GIVEN PASSAGE ::
- - - - - - -
Figure 8: Sector Rotation at Play in US Employment
According to the International Labor Organization (ILO), there were 169 million migrant workers in 2019, accounting for 4.9% of the global labor force. Almost 25% of them were in Europe and more than 22% in North America. The pandemic has massively upended global migration patterns. The initial common impact was a sharp decline in net migrant inflows, although the speed and magnitude of healing has since diverged greatly across countries. For example, net international migration to the US was only 247,000 between 2020 and 2021, almost half of the level between 2019 and 2020. Canada also experienced a dramatic decrease during the early phase of COVID, but flows have since rebounded sharply. During the pandemic, Australia experienced its first negative net overseas migration since just after World War II — however, a visible process of normalization is now also under way there. This gives good reason to anticipate that, in time, migrant flows will return to more typical patterns. It is also important to recognize that COVID was not the only shock to have caused major changes to migration patterns. War and the associated influx of refugees into Germany in 2015 is another recent example. Regulatory changes can also play an important role. All this is a reminder that extrapolating from extreme events may prove to be erroneous down the line.
Figure 9: Net International Migration Patterns are Messy
Some readers may find this particular point insensitive or politically incorrect, but it seems persuasive to us when considered through the objective lens of economics and the idea of rational, utility-maximizing individuals. For a sub-group of potential workers, practical financial considerations surrounding what is generally thought of as an individual fiscal cliff may have played a role in the decision to not rejoin the labor market. An individual fiscal cliff describes situations when the income associated with a new job disqualifies an individual from receiving government financial assistance or diminishes the value thereof enough that employment becomes unappealing. This was the case with many workers in lower-paid occupations during the period of time when augmented unemployment benefits were made available. While those have now ended, other benefit programs remain that may have a similar, if less acute, effect. Data from the US Department of Agriculture (USDA) show there were 41.2 million individual recipients in the SNAP (Supplemental Nutrition Assistance Program) program as of April 2022, 4.0 million more than in December 2019. There were 21.6 million households, which is 2.6 million more than in December 2019. The average household monthly benefit size has also roughly doubled during the same period. It seems difficult to believe that this combination would have had no impact whatsoever on individual decisions around employment among recipient groups.
While a degree of worker deficit does indeed exist, its magnitude is not nearly as substantial as generally believed. No single reason explains the phenomenon, with numerous factors playing varying roles over time and across geographies. A substantially higher degree of churn in the labor market tends to exaggerate perceptions around the intensity of this phenomenon, but may now be starting to subside. We anticipate further reductions in labor market frictions from here on, bringing down wage inflation, allowing unit labor costs to decline, and aiding in the process of returning inflation closer to pre-pandemic trends.
- - - - - - -
(Region pointing data)
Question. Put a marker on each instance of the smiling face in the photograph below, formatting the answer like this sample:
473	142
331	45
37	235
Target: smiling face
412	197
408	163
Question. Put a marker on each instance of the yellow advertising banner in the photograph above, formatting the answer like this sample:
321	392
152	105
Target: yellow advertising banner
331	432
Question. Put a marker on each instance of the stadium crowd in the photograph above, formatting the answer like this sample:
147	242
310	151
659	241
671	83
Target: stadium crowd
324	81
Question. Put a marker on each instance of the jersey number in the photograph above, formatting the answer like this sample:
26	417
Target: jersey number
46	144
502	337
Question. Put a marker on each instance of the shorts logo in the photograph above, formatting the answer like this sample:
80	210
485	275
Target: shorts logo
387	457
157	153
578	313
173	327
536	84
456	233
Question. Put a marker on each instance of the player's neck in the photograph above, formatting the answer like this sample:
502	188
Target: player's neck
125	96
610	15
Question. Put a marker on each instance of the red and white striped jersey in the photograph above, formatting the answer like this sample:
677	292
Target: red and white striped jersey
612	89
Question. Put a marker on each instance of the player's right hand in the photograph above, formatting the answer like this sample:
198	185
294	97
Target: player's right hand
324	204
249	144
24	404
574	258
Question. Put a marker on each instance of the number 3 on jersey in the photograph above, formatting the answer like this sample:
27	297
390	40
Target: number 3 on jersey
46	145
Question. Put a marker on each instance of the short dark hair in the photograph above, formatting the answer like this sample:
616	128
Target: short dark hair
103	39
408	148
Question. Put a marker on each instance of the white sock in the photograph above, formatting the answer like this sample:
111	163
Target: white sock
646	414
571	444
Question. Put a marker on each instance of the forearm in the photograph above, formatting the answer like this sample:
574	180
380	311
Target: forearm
- - - - - - -
TASK DETAILS ::
Reproduce the part of the labor market passage starting with "While a degree" and going on through "to pre-pandemic trends.".

EXERCISE RESULT ::
While a degree of worker deficit does indeed exist, its magnitude is not nearly as substantial as generally believed. No single reason explains the phenomenon, with numerous factors playing varying roles over time and across geographies. A substantially higher degree of churn in the labor market tends to exaggerate perceptions around the intensity of this phenomenon, but may now be starting to subside. We anticipate further reductions in labor market frictions from here on, bringing down wage inflation, allowing unit labor costs to decline, and aiding in the process of returning inflation closer to pre-pandemic trends.